**BRANO DA LEGGERE:**
++++++
LA SACRA RUOTA

Ombre cinesi alle spalle di Elkann.
Urso prepara lo sbarco di Dongfen

Dal Governo fanno trapelare che le trattative per aprire una fabbrica del colosso di Wuhan in Italia sono "molto avanzate". Un calcio negli stinchi di Tavares che a fronte dell'arrivo di un concorrente asiatico aveva paventato chiusure di stabilimenti

Ombre cinesi alle spalle di Stellantis. Le trattative per insediare una fabbrica di Dongfeng Motors sarebbero in fase avanzata e i dettagli dell’operazione già abbastanza delineati: un impianto in grado di produrre 100mila auto all’anno con il coinvolgimento di imprese italiane del settore della componentistica, senza escludere una partecipazione pubblica di minoranza. Insomma, il ministro delle Imprese e del Made in Italy Adolfo Urso, che nel corso della sua recente missione a Pechino ha incontrato i vertici del colosso di Wuhan, pregusta il momento per assestare uno schiaffone a Stellantis. I noti rapporti “difficili” della compagine sovranista con la multinazionale presieduta da John Elkann, a cui il Governo rimprovera la bassa produzione nei siti italiani e investimenti che non garantiscono il rilancio, con la procedura di golden power su Comau appena avviata, arriverebbero al culmine con l’arrivo di un costruttore cinese, per di più ex azionista ai tempi della fusione fra Fca e Psa. Se l’accordo si dovesse concretizzare si tratterebbe del primo caso di un costruttore cinese pronto ad avviare le sue linee produttive in Italia, dopo le voci di un possibile arrivo di Chery (poi dirottato in Spagna) e di Byd, che ha invece scelto l’Ungheria.
++++++
**ELENCO MOSTRATO:**

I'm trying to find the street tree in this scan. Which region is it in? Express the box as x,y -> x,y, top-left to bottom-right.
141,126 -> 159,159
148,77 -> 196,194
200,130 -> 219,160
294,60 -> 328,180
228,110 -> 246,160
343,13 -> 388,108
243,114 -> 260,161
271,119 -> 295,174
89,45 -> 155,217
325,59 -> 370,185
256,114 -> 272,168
++++++
**COMPITI:**
1) Traduci in inglese questa frase del brano da leggere: "Se l’accordo si dovesse concretizzare si tratterebbe del primo caso di un costruttore cinese pronto ad avviare le sue linee produttive in Italia, dopo le voci di un possibile arrivo di Chery (poi dirottato in Spagna) e di Byd, che ha invece scelto l’Ungheria."
2) Elenca tutte le aziende che il brano da leggere cita per nome.

**RISULTATI:**
1) If the deal were to materialize, it would be the first case of a Chinese manufacturer ready to start its production lines in Italy, following rumors of a possible arrival of Chery (later diverted to Spain) and of Byd, which instead chose Hungary.

2) Stellantis, Dongfeng Motors, Comau, Fca, Psa, Chery, Byd